---- Quoted passage
3.1. Neptuno: a hydraulic project involving the private sector and divergent positions

The national governments of 2010-2015 and 2015-2020 (led by the left-wing party Frente Amplio) prioritized the consideration of hydraulic projects within the Santa Lucía River Basin, such as the construction of a dam on the Casupá Stream (which has not been implemented) and the expansion of the main purification plant (in Aguas Corrientes). Also, an Action Plan led by the National Environment Directorate, with management measures focused on improving water quality and quantity in the basin, has been under implementation since 2013 [Ministerio de Vivienda, Ordenamiento Territorial y Medio Ambiente (MVOTMA), 2013, 2018].
--------
---- Information provided
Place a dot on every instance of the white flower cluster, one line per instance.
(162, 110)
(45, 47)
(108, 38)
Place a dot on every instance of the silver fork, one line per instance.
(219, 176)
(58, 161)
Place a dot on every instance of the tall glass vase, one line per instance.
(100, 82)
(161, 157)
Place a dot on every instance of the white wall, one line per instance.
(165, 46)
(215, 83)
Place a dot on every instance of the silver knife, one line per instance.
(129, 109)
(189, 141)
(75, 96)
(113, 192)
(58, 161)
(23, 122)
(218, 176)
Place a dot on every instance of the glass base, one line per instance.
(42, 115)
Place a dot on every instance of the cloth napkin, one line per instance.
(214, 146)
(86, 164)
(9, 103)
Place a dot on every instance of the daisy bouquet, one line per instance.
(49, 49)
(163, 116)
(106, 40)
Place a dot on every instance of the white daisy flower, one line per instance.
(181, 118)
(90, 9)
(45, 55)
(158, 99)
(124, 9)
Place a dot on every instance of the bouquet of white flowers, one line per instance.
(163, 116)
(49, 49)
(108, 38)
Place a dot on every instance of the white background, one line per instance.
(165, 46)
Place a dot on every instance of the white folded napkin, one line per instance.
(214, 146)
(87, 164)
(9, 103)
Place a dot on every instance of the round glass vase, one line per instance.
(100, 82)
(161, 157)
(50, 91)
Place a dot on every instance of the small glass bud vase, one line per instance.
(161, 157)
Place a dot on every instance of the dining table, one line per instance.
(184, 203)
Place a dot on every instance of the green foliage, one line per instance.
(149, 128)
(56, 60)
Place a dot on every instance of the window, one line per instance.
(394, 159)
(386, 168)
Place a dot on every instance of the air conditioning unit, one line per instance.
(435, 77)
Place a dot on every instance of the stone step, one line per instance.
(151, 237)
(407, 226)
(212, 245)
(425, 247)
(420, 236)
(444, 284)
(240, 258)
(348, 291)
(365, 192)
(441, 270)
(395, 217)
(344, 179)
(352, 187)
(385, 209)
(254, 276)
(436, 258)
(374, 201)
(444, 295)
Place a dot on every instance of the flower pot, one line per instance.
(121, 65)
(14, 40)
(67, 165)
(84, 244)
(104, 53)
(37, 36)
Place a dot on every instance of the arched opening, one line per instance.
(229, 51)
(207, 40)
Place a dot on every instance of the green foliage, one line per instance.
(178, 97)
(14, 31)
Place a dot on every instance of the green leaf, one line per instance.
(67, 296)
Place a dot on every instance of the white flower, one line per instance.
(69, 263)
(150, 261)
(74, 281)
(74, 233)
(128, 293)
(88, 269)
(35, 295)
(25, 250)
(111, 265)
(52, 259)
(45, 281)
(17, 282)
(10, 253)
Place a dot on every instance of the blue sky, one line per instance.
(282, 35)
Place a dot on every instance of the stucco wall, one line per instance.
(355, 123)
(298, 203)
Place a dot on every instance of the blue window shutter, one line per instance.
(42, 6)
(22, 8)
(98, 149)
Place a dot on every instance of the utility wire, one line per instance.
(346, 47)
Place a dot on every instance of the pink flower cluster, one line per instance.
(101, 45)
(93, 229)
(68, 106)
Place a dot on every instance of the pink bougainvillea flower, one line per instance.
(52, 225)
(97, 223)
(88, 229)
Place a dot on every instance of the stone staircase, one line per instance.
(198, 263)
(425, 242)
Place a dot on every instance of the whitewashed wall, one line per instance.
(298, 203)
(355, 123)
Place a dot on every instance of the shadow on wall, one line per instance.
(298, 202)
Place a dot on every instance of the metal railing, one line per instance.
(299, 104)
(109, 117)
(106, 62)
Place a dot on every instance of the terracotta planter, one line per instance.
--------
Short exercise 1:
In the Neptuno section, which party led the national governments of 2010-2015 and 2015-2020?
Short exercise 2:
Resume the Neptuno section, starting right after its last sentence.
The location labeling data isn't needed here.

Expected output 1:
The left-wing party Frente Amplio.

Expected output 2:
After the change of national government in 2020, when the right-wing Multicolor Coalition2 was elected (led by Partido Nacional, in coalition with Partido Colorado, Partido de la Gente, Partido Independiente, and Cabildo Abierto, INFOBAE., 2020), the hydraulic project called “Neptuno - Improvement of Water Quantity and Quality in the Metropolitan Area of Montevideo” gained strength. The government program for the electoral political campaign of the current president of Uruguay already mentioned his interest in alternatives that considered the use of drinking water sources from outside the basin. However, the involvement of the private sector was not mentioned at the time. The Neptuno Project, proposed by the consortium Aguas de Montevideo, implies water extraction from the Río de la Plata estuary, followed by its purification in a new plant to be built to supply Montevideo and part of San José and Canelones departments, via an 80 km pipeline (Figure 1) (Seinco., 2022).

From the data analyzed, it was possible to identify a clear division of positions between those who support the Neptuno Project and those who are against it (Figure 2). Due to the lack of data, some actors did not have their position taken into account, so the absence of a position may indicate impartiality/neutrality and/or the absence of data to assign a position (see Supplementary Annex 1).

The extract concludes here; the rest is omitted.